(Saved data entries)
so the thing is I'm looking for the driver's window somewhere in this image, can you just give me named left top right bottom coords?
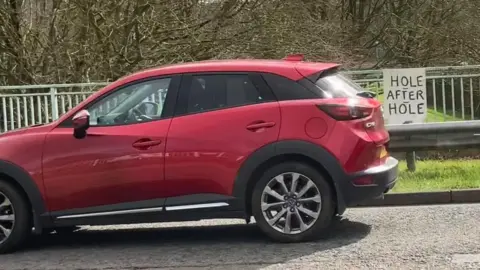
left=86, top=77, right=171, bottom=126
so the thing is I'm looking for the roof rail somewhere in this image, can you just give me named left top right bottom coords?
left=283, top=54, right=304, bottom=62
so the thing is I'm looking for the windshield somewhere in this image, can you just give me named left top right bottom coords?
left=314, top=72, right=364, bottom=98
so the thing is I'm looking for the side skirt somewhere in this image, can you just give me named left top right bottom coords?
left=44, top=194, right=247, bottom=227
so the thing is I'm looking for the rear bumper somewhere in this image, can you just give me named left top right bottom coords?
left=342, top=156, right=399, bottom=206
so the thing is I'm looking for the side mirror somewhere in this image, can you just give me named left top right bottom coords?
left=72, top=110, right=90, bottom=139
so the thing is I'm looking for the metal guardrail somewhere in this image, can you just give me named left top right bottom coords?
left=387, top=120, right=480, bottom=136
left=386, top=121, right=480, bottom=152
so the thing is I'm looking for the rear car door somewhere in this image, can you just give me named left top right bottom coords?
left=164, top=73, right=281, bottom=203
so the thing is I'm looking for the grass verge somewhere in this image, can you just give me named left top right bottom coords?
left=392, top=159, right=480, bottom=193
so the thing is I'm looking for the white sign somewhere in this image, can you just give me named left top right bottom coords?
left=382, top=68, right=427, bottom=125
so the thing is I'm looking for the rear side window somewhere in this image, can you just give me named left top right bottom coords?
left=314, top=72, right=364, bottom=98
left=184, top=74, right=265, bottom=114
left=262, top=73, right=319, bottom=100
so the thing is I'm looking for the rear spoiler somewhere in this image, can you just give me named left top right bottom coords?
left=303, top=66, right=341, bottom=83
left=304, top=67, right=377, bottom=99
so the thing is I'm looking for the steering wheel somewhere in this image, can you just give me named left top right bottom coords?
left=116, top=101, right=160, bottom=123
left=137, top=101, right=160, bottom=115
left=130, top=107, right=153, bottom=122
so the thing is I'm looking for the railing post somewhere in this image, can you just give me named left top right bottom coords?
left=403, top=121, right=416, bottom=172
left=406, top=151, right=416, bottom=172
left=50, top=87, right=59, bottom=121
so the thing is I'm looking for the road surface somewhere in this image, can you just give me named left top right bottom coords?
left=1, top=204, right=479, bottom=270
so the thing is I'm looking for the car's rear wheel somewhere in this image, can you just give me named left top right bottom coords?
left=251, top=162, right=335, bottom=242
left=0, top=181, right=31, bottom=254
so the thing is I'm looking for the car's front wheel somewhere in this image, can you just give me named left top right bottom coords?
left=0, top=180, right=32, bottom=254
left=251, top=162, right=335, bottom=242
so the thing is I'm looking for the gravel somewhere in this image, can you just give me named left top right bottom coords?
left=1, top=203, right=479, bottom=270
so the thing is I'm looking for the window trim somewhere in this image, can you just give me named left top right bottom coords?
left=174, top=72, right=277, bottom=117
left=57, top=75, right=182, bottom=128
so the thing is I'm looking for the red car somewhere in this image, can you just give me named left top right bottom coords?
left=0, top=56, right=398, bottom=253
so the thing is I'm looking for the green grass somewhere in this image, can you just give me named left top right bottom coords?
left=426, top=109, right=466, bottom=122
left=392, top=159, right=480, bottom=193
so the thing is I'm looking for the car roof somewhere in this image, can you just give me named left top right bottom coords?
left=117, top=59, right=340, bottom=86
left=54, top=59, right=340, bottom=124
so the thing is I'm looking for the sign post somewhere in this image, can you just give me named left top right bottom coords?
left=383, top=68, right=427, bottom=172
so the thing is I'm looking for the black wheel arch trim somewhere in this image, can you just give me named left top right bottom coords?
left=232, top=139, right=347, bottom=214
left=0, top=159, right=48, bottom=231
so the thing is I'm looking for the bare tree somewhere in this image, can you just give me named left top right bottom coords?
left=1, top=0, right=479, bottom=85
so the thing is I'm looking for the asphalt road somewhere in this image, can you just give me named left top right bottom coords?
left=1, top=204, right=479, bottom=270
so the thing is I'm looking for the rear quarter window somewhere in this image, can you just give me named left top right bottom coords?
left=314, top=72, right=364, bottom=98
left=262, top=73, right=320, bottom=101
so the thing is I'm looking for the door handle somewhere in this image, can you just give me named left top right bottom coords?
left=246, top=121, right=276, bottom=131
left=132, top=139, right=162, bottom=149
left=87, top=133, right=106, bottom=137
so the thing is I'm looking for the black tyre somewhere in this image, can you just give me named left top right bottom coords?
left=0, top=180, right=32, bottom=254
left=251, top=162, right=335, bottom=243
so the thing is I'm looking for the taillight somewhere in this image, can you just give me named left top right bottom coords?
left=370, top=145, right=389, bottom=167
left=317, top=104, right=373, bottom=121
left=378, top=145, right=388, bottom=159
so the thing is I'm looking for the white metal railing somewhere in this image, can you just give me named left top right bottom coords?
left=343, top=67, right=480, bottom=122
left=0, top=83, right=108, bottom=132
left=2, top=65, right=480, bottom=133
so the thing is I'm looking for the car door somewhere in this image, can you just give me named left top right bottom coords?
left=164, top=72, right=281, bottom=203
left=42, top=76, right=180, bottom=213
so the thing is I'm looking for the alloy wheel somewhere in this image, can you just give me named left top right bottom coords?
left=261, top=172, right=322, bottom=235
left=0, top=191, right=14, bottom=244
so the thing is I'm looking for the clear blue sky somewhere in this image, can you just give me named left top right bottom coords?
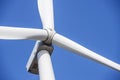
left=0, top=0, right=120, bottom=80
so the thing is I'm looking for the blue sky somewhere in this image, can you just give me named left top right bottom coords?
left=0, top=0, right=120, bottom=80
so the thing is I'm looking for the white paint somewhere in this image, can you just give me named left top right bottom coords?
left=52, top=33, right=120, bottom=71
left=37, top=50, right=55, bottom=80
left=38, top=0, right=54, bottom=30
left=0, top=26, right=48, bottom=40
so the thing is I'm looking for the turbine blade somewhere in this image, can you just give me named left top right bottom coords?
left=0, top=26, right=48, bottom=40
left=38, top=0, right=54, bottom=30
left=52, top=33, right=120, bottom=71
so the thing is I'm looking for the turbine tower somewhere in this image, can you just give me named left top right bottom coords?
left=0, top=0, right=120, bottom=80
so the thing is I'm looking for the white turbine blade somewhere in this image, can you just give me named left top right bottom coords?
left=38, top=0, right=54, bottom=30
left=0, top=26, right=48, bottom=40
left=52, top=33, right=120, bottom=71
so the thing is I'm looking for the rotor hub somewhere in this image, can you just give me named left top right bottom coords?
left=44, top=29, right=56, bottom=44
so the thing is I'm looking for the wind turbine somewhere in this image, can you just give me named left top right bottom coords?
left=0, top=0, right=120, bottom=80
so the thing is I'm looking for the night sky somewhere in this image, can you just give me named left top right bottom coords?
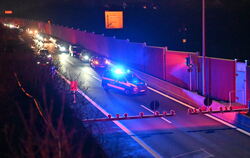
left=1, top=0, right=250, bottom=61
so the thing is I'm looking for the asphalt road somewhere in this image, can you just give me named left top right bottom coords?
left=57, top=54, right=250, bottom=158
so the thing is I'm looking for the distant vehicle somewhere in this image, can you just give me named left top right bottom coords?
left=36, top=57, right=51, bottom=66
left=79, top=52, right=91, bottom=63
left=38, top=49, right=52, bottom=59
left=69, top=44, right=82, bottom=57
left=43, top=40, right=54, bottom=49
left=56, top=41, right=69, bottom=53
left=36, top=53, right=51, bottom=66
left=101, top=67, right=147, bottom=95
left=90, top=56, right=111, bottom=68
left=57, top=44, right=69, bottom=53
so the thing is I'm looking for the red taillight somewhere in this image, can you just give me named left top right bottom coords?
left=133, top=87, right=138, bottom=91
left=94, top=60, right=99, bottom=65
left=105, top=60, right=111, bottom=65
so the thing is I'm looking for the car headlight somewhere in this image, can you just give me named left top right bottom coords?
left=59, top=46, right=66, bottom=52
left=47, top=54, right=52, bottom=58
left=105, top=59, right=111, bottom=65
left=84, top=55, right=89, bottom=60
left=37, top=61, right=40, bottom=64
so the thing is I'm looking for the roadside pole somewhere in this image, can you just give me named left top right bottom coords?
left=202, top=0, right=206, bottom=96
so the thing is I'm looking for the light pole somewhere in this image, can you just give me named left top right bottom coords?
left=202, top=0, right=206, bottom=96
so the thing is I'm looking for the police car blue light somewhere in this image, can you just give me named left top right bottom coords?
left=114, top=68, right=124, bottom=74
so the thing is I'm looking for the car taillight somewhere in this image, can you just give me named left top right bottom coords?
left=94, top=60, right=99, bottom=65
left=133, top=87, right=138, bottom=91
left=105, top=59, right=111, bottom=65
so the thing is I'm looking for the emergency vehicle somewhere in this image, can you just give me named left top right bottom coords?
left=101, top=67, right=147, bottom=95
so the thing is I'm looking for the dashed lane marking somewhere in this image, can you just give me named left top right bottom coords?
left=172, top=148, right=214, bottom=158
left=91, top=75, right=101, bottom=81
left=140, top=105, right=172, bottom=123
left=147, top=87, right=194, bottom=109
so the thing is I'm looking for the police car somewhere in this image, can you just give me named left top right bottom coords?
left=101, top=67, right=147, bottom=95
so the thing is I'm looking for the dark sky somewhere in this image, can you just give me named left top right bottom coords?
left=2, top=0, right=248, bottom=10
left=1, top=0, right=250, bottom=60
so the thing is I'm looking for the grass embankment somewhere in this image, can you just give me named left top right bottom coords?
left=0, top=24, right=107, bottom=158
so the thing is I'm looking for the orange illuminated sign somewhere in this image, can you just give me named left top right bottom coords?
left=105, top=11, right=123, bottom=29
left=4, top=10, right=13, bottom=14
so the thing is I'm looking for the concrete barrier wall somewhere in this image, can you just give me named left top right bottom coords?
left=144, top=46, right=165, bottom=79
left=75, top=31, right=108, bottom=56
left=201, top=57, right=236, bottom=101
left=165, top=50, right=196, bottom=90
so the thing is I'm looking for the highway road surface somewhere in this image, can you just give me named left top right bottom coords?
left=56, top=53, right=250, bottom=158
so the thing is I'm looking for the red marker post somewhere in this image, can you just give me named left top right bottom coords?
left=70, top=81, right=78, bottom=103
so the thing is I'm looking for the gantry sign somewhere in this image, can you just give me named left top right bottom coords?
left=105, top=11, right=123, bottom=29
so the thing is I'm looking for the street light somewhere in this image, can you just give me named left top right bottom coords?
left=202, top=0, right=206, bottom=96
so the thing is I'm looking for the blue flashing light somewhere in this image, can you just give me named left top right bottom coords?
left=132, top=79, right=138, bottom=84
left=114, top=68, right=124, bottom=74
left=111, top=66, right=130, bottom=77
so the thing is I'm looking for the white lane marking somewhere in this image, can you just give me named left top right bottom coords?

## WORK ORDER
Write out exactly the lines that run from the one containing "so the thing is I'm looking for the street" to the end of the records, both end lines included.

## ANSWER SECTION
so the thing is I'm looking for the street light somewhere in this image, can you just give me named left top right bottom coords?
left=202, top=0, right=206, bottom=96
so the thing is I'm looking for the blue flashing light somewhere in this image, can you just give me named left top right bottom coords?
left=132, top=79, right=138, bottom=84
left=114, top=68, right=124, bottom=74
left=111, top=66, right=130, bottom=77
so the thing is I'm looking for the white lane marking somewhere in this image, can you just give me named left top right bottom coords?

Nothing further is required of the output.